TEXTE FOURNI
↓

En route pour les dunes de Chegaga
...Une immensité qui ressemblerait à ça...
Dunes de Chegaga
... enfin, plutôt à ça. Mais là j'anticipe sur la suite du voyage.
Briefing matinal
Avant tout, quelques présentations. Le monsieur au chapeau qui pointe la carte est Thierry Basset, géologue et volcanologue. Il allie compétence, sens pédagogique et - c'est important pour l'ignare que je suis - humour. À ses côtés se trouvent Anne-Lise, Anne-Marie, Antoinette et Danielle. Que des femmes? Non: notre groupe de douze personnes respecte une parité des sexes équitable.
Sissi
Si Thierry Basset a conçu ce voyage traversant le Haut-Atlas et l'anti-Atlas pour nous amener dans le désert à deux pas de la frontière algérienne, l'organisation sur place (hébergements, chauffeurs, chameliers et cuisiniers-accompagnateurs) est maîtrisée - parfaitement - par Sissi de Giuli-Jadid, qui aime son pays d'adoption et partage cet amour. Pour tous les membres du groupe, elle devient simplement "Sissi".
Erg Zerg
Le premier jour, me voici placé dans le 4x4 à côté de Grégoire, qui se présente comme philosophe, concentrant ses réflexions actuelles sur l'IA (intelligence artificielle). Moins titillé que lui par ce thème, je prête une oreille plus attentive à Sissi, qui lit "L'intelligence des plantes" (Stefano Mancuso et Alessandra Viola). Futés, les fragiles végétaux: ils règlent leur croissance en anticipant les pluies à venir ou lâchent des graines à germination différenciée pour augmenter les chances de survie de l'espèce en cas de sécheresse... J'ignore pas le nom de la plante ci-dessus mais admire ses fleurs et feuilles quasi microscopiques.
Dunes de Chegaga
Derrière Sissi, vous avez vu Ibrahim sur une image précédente. Entrevu plutôt. Normal, Ibrahim-le-fonceur marche vite, tant pis pour les traînards. Le voilà déjà au sommet de la dune. Ho! attends-nous...
Ibrahim, oasis de Mdaouar Kebir
Quand je l'interroge une première fois sur l'état actuel du Maroc, Ibrahim reste évasif. Dix jours plus tard, il mène un chaud débat avec Sissi sur les séquelles du colonialisme français - plus court et moins poussé qu'en Algérie. Ibrahim récuse le terme même de protectorat - "contre quoi ils nous protégeaient, les Français?" - démonte le rôle plus qu'ambigu joué par Thami El Glaoui en 1953. La discussion zigzague aussi sur le chômage (taux officiel: 20%), l'économie informelle, ceux qui paient des impôts et les autres... J'y relève néanmoins cette phrase: "Il y a aussi de bonnes choses qui se font". Compliment appréciable dans la bouche d'un mâle alpha.

↑

ENREGISTREMENTS FOURNIS
↓

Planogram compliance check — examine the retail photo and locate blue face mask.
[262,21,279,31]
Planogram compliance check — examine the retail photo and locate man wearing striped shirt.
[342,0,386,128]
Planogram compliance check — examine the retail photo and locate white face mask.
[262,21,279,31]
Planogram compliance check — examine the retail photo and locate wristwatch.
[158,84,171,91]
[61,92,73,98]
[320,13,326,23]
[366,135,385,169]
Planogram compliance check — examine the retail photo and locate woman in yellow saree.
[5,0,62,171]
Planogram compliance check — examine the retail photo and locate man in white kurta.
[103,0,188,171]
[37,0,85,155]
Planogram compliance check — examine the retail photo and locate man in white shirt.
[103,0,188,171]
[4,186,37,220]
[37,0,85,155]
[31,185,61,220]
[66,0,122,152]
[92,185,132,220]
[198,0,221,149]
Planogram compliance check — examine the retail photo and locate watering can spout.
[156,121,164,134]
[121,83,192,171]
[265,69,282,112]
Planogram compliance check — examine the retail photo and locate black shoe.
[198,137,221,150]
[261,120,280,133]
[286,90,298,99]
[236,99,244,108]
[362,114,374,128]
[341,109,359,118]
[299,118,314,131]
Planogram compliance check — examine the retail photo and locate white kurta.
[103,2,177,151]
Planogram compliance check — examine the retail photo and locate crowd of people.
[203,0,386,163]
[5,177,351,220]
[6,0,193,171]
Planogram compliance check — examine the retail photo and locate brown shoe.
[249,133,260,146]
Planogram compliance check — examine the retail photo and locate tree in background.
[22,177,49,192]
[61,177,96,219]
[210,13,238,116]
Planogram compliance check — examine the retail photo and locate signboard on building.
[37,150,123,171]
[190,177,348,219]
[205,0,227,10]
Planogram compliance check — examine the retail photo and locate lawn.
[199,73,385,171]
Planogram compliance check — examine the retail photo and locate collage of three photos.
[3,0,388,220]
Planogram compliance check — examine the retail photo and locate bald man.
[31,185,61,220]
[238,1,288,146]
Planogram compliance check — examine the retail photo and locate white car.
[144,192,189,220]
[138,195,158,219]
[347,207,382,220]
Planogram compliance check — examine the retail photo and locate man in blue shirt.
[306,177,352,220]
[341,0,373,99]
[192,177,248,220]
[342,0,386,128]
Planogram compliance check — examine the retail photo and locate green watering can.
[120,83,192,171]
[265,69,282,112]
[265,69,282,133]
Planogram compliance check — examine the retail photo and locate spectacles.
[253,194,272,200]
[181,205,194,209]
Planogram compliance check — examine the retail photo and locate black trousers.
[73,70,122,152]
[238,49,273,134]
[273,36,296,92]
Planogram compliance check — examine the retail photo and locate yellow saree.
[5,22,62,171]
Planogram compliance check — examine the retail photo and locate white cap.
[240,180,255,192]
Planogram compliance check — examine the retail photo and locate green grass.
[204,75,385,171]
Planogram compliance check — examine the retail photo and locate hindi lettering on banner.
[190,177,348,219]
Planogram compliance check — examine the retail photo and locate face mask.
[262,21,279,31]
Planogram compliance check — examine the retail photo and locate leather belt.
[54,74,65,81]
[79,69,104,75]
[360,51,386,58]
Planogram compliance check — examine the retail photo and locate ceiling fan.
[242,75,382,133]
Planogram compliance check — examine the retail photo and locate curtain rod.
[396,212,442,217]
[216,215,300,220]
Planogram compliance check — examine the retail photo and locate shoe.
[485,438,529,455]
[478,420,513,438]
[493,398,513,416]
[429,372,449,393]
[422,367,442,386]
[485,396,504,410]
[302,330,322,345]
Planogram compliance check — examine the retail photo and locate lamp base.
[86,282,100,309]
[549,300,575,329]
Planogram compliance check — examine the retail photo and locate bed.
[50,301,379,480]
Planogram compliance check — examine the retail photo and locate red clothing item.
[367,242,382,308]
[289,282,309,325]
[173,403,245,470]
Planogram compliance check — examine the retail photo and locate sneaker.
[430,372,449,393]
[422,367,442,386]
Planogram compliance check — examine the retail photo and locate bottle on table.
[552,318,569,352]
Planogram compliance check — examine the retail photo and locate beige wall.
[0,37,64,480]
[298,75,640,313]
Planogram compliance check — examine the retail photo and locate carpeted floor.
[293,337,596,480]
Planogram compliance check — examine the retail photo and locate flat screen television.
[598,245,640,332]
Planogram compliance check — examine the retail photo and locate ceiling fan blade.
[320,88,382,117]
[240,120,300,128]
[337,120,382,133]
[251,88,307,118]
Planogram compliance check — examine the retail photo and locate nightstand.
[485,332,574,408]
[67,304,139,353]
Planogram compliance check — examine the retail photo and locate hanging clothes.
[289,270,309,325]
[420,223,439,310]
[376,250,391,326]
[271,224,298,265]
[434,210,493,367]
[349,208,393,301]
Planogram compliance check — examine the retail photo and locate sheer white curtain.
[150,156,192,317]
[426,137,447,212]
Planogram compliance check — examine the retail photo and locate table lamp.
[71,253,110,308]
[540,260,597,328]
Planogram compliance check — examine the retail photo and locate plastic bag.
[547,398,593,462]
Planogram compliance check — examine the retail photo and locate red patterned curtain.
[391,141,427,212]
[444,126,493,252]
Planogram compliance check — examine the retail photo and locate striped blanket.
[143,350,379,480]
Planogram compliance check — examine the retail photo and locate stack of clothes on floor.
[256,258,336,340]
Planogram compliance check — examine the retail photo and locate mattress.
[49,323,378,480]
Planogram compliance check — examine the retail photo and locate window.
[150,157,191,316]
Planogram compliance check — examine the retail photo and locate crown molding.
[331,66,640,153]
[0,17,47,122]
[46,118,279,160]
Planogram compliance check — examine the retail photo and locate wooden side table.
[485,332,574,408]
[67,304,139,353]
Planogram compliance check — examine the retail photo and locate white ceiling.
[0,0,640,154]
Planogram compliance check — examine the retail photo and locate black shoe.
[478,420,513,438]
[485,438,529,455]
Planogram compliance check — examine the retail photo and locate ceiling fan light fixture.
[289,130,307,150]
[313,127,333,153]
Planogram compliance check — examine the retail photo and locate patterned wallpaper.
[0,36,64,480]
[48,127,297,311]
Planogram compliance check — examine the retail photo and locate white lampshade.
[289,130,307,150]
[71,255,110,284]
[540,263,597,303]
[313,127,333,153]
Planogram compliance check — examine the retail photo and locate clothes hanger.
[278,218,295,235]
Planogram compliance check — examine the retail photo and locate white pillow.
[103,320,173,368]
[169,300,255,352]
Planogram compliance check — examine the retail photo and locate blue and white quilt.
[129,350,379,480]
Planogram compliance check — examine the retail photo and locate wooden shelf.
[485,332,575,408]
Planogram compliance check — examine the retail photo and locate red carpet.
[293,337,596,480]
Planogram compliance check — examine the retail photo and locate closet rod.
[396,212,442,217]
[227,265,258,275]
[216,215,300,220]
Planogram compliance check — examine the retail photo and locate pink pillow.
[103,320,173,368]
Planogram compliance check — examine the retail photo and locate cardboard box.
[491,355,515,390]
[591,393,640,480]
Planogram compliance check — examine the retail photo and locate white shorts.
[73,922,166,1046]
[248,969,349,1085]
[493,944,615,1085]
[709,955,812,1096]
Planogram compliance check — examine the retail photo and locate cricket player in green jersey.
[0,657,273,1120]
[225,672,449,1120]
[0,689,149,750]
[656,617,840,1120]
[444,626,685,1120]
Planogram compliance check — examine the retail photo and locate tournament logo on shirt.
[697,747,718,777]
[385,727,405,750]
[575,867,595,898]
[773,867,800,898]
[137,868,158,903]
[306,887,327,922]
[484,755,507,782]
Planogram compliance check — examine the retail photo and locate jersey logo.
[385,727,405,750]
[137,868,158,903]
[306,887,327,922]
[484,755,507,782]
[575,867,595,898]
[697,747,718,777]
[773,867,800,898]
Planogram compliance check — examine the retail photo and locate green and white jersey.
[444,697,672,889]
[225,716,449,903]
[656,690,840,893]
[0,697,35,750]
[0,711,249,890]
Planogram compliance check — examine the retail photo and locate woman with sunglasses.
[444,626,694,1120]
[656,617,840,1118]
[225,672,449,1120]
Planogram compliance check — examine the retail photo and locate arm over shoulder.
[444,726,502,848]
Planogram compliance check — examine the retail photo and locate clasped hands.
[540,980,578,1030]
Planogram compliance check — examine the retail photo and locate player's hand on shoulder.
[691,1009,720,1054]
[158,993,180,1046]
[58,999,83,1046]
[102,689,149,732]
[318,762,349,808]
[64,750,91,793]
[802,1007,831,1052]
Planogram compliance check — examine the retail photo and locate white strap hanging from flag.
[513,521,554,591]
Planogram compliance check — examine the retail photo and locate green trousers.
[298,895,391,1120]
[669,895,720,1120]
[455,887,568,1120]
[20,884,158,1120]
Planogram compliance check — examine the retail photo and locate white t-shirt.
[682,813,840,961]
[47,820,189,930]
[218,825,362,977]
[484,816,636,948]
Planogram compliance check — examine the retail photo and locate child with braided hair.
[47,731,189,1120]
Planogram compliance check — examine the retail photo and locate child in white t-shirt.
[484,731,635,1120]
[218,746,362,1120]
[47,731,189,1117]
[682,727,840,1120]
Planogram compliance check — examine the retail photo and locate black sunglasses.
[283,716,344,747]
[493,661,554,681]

↑

CONSIGNES
**a)** Recopiez fidèlement les lignes des enregistrements, en commençant par celle qui contient "locate lamp base." et en terminant par celle qui contient "[173,403,245,470]", ces deux lignes comprises.
**b)** Reprenez le récit de voyage vers les dunes de Chegaga là où il s'arrête et poursuivez-le.

RÉPONSES
**a)**
Planogram compliance check — examine the retail photo and locate lamp base.
[86,282,100,309]
[549,300,575,329]
Planogram compliance check — examine the retail photo and locate bed.
[50,301,379,480]
Planogram compliance check — examine the retail photo and locate red clothing item.
[367,242,382,308]
[289,282,309,325]
[173,403,245,470]

**b)**
Montée vers le col de Tizi n'Aït Imi
Nos cinq Toyota Land Cruiser traversent les villages en coup de vent, comme un convoi de ministres pressés. Aux saluts des gamins pour qui nous sommes une distraction, on aimerait répondre en faisant halte, en se posant dans un coin d'ombre pour observer la vie qui suit encore le trottinement de l'âne...
Douar Ibaqalliwn
...Mais c'est impossible, bien sûr. Nous avons notre ration de kilomètres à avaler (1500 environ en quinze jours) pour satisfaire notre boulimie de découvertes.
Bus de ramassage scolaire, Aït bou Guemez
Donc: se lever tôt avant le petit-déjeuner et flâner, humer un peu l'air du lieu. Un groupe de jeunes filles (modérément) voilées attend le minibus qui les emmène à l'école. Je leur demande si je peux les photographier. "Non!" répond l'une d'entre elles, regard ferme et moqueur. Je les salue et les entends pouffer de rire dans mon dos.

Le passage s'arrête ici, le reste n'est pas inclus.